Required task
Reproduce the stretch from the line containing "phrase -- laptop keyboard" through the end of the lines, replacing "integer pixel values" with "whole-number pixel coordinates" and leaving everything else as it is.
· · · · · · ·
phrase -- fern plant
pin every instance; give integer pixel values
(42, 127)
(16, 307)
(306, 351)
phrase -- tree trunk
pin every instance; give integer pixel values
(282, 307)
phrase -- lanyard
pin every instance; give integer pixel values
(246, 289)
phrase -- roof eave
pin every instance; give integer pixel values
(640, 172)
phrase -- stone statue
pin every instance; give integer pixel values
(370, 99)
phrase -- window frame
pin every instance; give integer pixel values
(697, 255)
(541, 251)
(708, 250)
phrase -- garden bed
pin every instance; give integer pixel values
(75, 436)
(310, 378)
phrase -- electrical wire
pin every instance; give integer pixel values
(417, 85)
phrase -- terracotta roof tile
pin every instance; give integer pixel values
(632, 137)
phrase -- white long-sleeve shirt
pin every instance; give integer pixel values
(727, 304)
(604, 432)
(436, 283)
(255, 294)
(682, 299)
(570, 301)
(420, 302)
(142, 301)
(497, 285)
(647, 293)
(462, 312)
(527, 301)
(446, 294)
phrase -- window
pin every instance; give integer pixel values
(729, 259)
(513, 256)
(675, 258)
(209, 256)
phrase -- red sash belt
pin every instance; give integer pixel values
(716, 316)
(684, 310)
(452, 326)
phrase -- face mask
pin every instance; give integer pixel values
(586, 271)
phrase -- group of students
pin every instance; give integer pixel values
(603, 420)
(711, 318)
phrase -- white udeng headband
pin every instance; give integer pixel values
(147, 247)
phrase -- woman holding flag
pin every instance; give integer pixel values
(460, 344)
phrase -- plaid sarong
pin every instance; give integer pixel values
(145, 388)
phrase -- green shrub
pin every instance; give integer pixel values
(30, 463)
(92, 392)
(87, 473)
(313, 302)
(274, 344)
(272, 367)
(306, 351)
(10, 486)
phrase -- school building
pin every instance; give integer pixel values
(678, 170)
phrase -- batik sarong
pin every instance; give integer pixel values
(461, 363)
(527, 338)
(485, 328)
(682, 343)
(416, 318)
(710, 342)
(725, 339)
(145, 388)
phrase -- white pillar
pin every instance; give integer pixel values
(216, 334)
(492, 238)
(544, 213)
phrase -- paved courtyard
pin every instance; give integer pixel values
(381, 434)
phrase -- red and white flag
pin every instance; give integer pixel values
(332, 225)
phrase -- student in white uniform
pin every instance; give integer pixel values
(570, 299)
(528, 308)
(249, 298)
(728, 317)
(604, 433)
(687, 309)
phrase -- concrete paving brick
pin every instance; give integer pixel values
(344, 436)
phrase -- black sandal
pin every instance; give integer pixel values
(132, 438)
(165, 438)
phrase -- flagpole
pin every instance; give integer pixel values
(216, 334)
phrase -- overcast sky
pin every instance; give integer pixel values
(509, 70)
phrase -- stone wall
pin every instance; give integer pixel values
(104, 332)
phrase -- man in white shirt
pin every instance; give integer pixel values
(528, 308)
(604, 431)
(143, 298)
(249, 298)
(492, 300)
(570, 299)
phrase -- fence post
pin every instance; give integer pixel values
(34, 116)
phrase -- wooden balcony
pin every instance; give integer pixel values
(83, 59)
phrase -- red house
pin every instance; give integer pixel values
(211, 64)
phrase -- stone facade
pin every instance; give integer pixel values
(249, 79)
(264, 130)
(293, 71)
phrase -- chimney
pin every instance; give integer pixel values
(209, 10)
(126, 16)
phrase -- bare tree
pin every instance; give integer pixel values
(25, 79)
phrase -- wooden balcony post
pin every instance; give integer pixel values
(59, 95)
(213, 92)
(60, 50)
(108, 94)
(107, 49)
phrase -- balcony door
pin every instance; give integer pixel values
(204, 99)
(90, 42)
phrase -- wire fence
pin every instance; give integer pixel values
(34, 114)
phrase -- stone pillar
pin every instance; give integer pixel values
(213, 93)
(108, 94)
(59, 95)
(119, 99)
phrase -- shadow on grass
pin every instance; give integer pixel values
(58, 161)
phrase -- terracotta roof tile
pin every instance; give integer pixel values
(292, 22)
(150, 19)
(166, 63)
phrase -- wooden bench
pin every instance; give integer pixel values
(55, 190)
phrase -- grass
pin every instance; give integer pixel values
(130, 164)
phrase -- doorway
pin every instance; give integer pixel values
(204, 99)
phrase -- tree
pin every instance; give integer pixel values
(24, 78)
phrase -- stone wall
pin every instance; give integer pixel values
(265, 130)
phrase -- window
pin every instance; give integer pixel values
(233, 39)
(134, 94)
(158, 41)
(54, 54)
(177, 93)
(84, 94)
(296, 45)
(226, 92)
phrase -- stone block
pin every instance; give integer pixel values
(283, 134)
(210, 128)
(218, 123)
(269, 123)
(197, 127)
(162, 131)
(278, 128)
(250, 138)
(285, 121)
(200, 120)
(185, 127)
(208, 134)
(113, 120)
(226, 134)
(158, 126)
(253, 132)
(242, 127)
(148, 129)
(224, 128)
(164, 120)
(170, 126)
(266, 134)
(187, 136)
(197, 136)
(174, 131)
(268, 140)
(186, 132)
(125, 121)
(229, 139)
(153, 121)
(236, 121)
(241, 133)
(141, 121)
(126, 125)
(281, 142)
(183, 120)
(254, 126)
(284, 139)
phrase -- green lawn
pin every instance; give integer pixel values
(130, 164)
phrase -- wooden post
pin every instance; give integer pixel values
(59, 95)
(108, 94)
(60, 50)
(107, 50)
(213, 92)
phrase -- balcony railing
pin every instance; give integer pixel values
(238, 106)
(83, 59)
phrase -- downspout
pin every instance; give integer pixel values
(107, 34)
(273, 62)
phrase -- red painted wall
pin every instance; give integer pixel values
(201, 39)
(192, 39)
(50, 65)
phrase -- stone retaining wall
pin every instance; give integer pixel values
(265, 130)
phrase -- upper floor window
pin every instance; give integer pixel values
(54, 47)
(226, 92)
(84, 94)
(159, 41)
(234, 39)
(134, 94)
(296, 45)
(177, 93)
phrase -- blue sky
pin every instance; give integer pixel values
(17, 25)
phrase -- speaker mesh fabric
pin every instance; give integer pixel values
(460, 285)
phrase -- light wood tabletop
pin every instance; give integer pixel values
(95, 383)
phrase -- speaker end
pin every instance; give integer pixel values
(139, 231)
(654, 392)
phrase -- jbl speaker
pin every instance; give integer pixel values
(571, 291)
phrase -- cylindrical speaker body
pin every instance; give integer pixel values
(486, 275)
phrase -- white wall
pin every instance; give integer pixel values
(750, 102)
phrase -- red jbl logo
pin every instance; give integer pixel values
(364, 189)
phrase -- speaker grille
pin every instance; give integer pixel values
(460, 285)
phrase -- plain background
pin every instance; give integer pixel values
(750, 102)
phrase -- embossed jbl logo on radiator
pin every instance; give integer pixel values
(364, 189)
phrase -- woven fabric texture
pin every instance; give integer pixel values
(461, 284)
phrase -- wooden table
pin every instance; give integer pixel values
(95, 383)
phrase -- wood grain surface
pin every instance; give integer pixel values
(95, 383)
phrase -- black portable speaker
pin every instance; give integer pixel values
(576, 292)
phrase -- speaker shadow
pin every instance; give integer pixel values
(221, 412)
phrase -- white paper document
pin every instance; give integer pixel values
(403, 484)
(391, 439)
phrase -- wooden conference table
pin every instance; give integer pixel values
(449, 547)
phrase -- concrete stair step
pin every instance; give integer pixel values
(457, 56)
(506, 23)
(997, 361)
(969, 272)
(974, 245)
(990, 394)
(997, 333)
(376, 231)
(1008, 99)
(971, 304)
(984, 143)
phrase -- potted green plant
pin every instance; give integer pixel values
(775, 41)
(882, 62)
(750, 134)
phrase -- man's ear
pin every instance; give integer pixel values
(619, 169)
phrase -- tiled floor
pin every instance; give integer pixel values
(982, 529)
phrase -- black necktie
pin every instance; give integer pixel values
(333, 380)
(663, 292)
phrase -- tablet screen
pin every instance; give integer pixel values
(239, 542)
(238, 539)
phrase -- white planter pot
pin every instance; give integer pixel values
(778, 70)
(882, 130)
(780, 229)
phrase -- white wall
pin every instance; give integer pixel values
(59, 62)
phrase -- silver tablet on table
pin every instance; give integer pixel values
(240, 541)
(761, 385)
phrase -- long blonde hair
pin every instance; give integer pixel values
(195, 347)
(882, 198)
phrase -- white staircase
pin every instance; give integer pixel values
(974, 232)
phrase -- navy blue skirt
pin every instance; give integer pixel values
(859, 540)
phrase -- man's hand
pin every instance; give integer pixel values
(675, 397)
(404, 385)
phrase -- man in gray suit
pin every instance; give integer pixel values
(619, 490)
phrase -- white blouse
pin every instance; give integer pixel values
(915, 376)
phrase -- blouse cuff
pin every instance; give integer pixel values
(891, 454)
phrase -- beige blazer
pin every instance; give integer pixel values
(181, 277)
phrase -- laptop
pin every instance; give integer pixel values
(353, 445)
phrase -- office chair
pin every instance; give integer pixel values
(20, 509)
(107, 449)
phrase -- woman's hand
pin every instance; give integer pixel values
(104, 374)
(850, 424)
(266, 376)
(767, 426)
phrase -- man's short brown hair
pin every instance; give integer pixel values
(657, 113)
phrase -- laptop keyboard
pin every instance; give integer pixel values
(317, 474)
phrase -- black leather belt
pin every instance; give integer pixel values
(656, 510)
· · · · · · ·
Correct result
phrase -- laptop keyboard
pin every instance; give whole-number pixel coordinates
(317, 474)
phrase -- black leather belt
pin every instance; give whole-number pixel coordinates
(656, 510)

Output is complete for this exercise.